**Document extract:**
--------------------------------------------------

Sunday morning was spent in Church [being that it was Easter and all]. Within the first half hour I was contemplating converting to Scientology. High pitched singing for 30 minutes straight with the intoxicating smell of Elizabeth Taylor White Diamonds [courtesy aunty dearest] in the air just isn’t how I envision spending my Sunday mornings. After that we went to lunch at this sad excuse for a Chinese restaurant. Look I took a picture of the ceiling for you. I felt like I was on the sets of the Rajkumar video “If you come today…….its too yerrrrlleeee…..”
The afternoon was spent napping [don’t you just love Sunday afternoon naps?] while gay cousin who doesn’t know he’s gay yet watched ‘Take the lead’ on random channel. I wondered if I should inform him that we did have LOGO but I didn’t want to insult his um masculinity. In the evening mother made us watch a Jesus video with Bharatanatyam dancers in it. [Don’t ask where she found it] The narrator in this um interesting video had a slightly orgasmic voice. I rolled my eyes at the preachy parts and snickered at inappropriate moments.
Monday was the day I was dreading. The original plan was to drive downtown to the science museum [to look at old stuff and watch an IMAX movie] and then to the city’s famous aquarium. Don’t laugh. There isn’t much else to do where I live. This idea was quickly dismissed by gay cousin who doesn’t know he’s gay yet: “We have the biggest aquarium and the biggest IMAX theatre in my city.” This made me very happy because honestly one more trip to that museum and I would’ve shot myself. We decided to drive to Estes Park instead which is this little town with lots of pretty views and overpriced gift shops and the one famous hotel where ‘The Shining’ was shot. I took a picture of this car. I still haven’t figured out what all the fuss is but everyone around was taking pictures and I wanted to seem interested.
Mother insisted I pose for pictures with the visitors near the fountain and near the tree and near the car and near the mountains. I looked around for a sign from God, just something to show me that he didn’t completely hate me. [Hey I did go to Easter service and all] and then I saw this.
Everything seemed to be going great for a while. I sipped on my coffee and helped mum help aunty do some touristy shopping when gay cousin who doesn’t know he’s gay yet decided to announce really loud to everyone that he was on the lookout for a teddy bear with Estes Park or Rocky Mountain National Park written on it. “For my collection” he said. I kid you not! This of course made me burn my tongue and I tried to look away casually while trying to stifle my laughter and tears while my mother nudged me [very obviously] and whispered [very loudly] to behave decently around the guests. I then proceeded to assure gay cousin who doesn’t know he’s gay yet [with the best acting performance I had put on all weekend] that I would keep my eyes open for the requested stuffed animal.

--------------------------------------------------

**Material:**
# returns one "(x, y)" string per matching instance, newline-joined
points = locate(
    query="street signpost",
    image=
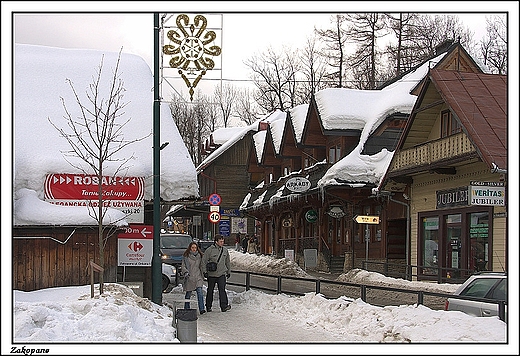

--------------------------------------------------

**Work to do:** Repeat the Easter weekend account word for word from "Monday was the" up to and including "to seem interested.". The listing is separate material, unrelated to the Easter weekend account.

**Reply:**
Monday was the day I was dreading. The original plan was to drive downtown to the science museum [to look at old stuff and watch an IMAX movie] and then to the city’s famous aquarium. Don’t laugh. There isn’t much else to do where I live. This idea was quickly dismissed by gay cousin who doesn’t know he’s gay yet: “We have the biggest aquarium and the biggest IMAX theatre in my city.” This made me very happy because honestly one more trip to that museum and I would’ve shot myself. We decided to drive to Estes Park instead which is this little town with lots of pretty views and overpriced gift shops and the one famous hotel where ‘The Shining’ was shot. I took a picture of this car. I still haven’t figured out what all the fuss is but everyone around was taking pictures and I wanted to seem interested.